%%

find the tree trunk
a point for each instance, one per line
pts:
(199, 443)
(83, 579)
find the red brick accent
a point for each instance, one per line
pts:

%%

▶ _WORK TO BE COMPLETED_
The response should consist of all the entries, set down exactly.

▶ _EXPECTED ANSWER_
find the tree trunk
a point for each instance, one per line
pts:
(199, 443)
(83, 579)
find the red brick accent
a point for each instance, one per line
pts:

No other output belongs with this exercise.